● HOW TO COMPLETE THIS TASK: Reproduce all of the data exactly.

- - -

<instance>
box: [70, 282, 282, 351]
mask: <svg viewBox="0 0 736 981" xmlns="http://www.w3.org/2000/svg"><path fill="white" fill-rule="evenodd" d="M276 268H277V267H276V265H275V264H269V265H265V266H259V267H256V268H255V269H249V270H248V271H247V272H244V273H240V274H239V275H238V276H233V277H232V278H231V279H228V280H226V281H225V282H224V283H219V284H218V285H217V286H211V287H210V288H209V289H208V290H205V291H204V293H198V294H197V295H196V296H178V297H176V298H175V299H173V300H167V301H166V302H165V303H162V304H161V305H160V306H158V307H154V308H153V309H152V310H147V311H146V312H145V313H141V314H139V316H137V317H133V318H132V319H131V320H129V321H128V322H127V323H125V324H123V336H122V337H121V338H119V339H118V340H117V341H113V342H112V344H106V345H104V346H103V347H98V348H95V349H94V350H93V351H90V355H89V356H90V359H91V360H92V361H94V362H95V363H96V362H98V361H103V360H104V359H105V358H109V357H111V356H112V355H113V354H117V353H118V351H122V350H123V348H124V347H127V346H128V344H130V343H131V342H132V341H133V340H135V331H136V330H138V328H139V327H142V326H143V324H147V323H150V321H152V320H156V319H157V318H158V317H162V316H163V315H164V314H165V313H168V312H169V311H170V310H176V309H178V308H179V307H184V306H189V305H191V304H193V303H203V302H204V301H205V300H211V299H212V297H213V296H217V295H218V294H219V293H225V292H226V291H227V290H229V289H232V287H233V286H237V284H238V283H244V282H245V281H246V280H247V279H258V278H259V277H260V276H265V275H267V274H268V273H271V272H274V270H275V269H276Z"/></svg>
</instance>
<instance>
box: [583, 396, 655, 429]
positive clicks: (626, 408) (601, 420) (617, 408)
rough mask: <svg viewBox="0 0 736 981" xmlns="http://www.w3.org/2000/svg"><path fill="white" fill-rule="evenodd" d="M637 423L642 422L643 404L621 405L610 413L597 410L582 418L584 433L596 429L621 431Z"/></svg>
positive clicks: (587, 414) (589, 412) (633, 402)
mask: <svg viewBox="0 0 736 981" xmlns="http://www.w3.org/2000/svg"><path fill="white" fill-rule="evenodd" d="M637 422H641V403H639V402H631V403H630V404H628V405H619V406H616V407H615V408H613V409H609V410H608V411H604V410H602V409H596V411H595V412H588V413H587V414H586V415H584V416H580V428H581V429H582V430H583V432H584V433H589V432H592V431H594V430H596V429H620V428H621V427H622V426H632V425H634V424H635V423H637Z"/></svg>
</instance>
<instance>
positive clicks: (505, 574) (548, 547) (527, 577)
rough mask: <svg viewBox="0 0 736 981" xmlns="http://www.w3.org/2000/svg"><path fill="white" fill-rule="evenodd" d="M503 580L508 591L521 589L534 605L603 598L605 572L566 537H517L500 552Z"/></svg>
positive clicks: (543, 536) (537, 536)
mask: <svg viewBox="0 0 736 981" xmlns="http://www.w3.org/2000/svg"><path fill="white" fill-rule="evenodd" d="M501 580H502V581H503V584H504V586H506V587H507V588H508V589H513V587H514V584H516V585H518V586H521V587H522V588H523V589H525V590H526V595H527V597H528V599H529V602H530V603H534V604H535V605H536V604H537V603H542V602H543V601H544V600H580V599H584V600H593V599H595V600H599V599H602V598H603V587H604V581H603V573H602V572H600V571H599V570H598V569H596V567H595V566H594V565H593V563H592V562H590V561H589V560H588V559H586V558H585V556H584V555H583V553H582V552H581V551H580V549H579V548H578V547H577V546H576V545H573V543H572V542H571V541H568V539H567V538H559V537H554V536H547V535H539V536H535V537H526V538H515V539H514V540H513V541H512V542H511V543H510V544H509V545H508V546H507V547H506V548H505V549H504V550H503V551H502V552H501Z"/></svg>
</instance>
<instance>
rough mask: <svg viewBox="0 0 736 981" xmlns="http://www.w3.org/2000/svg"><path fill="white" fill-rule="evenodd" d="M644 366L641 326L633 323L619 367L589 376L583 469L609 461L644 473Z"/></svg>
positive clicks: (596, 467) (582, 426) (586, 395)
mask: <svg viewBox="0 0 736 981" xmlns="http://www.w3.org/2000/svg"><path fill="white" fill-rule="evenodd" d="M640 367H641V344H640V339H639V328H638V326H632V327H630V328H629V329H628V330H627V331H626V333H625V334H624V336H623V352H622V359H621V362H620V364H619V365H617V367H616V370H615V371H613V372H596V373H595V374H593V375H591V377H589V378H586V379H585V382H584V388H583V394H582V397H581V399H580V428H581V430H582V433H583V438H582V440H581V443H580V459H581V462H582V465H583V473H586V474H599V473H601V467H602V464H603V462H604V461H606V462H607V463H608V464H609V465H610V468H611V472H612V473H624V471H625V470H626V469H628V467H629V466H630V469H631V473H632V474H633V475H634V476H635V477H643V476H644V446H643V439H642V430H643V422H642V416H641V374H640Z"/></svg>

- - -

● ANSWER SECTION:
<instance>
box: [70, 282, 282, 351]
mask: <svg viewBox="0 0 736 981" xmlns="http://www.w3.org/2000/svg"><path fill="white" fill-rule="evenodd" d="M276 268H277V267H276V265H275V264H269V265H265V266H259V267H256V268H255V269H249V270H248V271H247V272H244V273H240V274H239V275H238V276H233V277H232V278H231V279H228V280H226V281H225V282H224V283H219V284H218V285H217V286H211V287H210V288H209V289H208V290H205V291H204V293H198V294H197V295H196V296H178V297H176V298H175V299H173V300H167V301H166V302H165V303H162V304H161V305H160V306H158V307H154V308H153V309H152V310H147V311H146V312H145V313H141V314H139V316H137V317H133V318H132V319H131V320H129V321H128V322H127V323H125V324H123V336H122V337H121V338H119V339H118V340H117V341H113V342H112V344H106V345H104V346H103V347H98V348H95V349H94V350H93V351H90V355H89V356H90V359H91V360H92V361H94V362H95V363H96V362H98V361H103V360H104V359H105V358H109V357H111V356H112V355H113V354H117V353H118V351H122V350H123V348H124V347H127V346H128V344H130V343H131V342H132V341H133V340H135V331H136V330H138V328H139V327H142V326H143V324H147V323H150V321H152V320H156V319H157V318H158V317H162V316H163V315H164V314H165V313H168V312H169V311H170V310H176V309H178V308H179V307H184V306H189V305H191V304H193V303H203V302H204V301H205V300H211V299H212V297H213V296H217V295H218V294H219V293H225V292H226V291H227V290H229V289H232V287H233V286H237V284H238V283H244V282H245V281H246V280H247V279H258V278H259V277H260V276H265V275H267V274H268V273H271V272H274V270H275V269H276Z"/></svg>
</instance>
<instance>
box: [583, 396, 655, 429]
positive clicks: (626, 408) (601, 420) (617, 408)
rough mask: <svg viewBox="0 0 736 981" xmlns="http://www.w3.org/2000/svg"><path fill="white" fill-rule="evenodd" d="M637 423L642 422L643 404L621 405L610 413L597 410L582 418L584 433L596 429L621 431Z"/></svg>
positive clicks: (587, 414) (589, 412) (633, 402)
mask: <svg viewBox="0 0 736 981" xmlns="http://www.w3.org/2000/svg"><path fill="white" fill-rule="evenodd" d="M637 422H641V403H639V402H631V403H630V404H628V405H619V406H616V407H615V408H613V409H609V410H608V411H604V410H602V409H596V411H595V412H588V413H587V414H586V415H584V416H580V428H581V429H582V430H583V432H584V433H589V432H592V431H594V430H596V429H620V428H621V427H622V426H632V425H634V424H635V423H637Z"/></svg>
</instance>
<instance>
positive clicks: (505, 574) (548, 547) (527, 577)
rough mask: <svg viewBox="0 0 736 981" xmlns="http://www.w3.org/2000/svg"><path fill="white" fill-rule="evenodd" d="M503 580L508 591L521 589L534 605L603 598L605 572L566 537H517L500 552Z"/></svg>
positive clicks: (543, 536) (537, 536)
mask: <svg viewBox="0 0 736 981" xmlns="http://www.w3.org/2000/svg"><path fill="white" fill-rule="evenodd" d="M501 580H502V581H503V584H504V586H506V587H507V588H508V589H513V587H514V584H516V585H518V586H521V587H522V588H523V589H525V590H526V595H527V597H528V599H529V602H530V603H534V604H535V605H536V604H537V603H542V602H543V601H544V600H580V599H584V600H593V599H595V600H599V599H602V598H603V587H604V581H603V573H602V572H600V571H599V570H598V569H596V567H595V566H594V565H593V563H592V562H590V561H589V560H588V559H586V558H585V556H584V555H583V553H582V552H581V551H580V549H579V548H578V547H577V546H576V545H573V543H572V542H571V541H568V539H567V538H559V537H554V536H547V535H539V536H535V537H526V538H515V539H514V540H513V541H512V542H511V543H510V544H509V545H508V546H507V547H506V548H505V549H504V550H503V551H502V552H501Z"/></svg>
</instance>
<instance>
rough mask: <svg viewBox="0 0 736 981" xmlns="http://www.w3.org/2000/svg"><path fill="white" fill-rule="evenodd" d="M644 366L641 326L633 323L619 367L589 376L583 469L609 461L644 473Z"/></svg>
positive clicks: (596, 467) (582, 426) (586, 395)
mask: <svg viewBox="0 0 736 981" xmlns="http://www.w3.org/2000/svg"><path fill="white" fill-rule="evenodd" d="M640 367H641V344H640V339H639V328H638V326H632V327H630V328H629V329H628V330H627V331H626V333H625V334H624V336H623V352H622V359H621V362H620V364H619V365H617V367H616V370H615V371H613V372H596V373H595V374H593V375H591V377H589V378H586V379H585V382H584V388H583V394H582V397H581V399H580V428H581V430H582V433H583V438H582V440H581V443H580V459H581V462H582V465H583V473H586V474H599V473H601V467H602V464H603V462H604V461H606V462H607V463H608V464H609V465H610V468H611V472H612V473H624V471H625V470H626V469H628V467H629V466H630V469H631V473H632V474H633V475H634V476H635V477H643V476H644V446H643V439H642V430H643V422H642V416H641V374H640Z"/></svg>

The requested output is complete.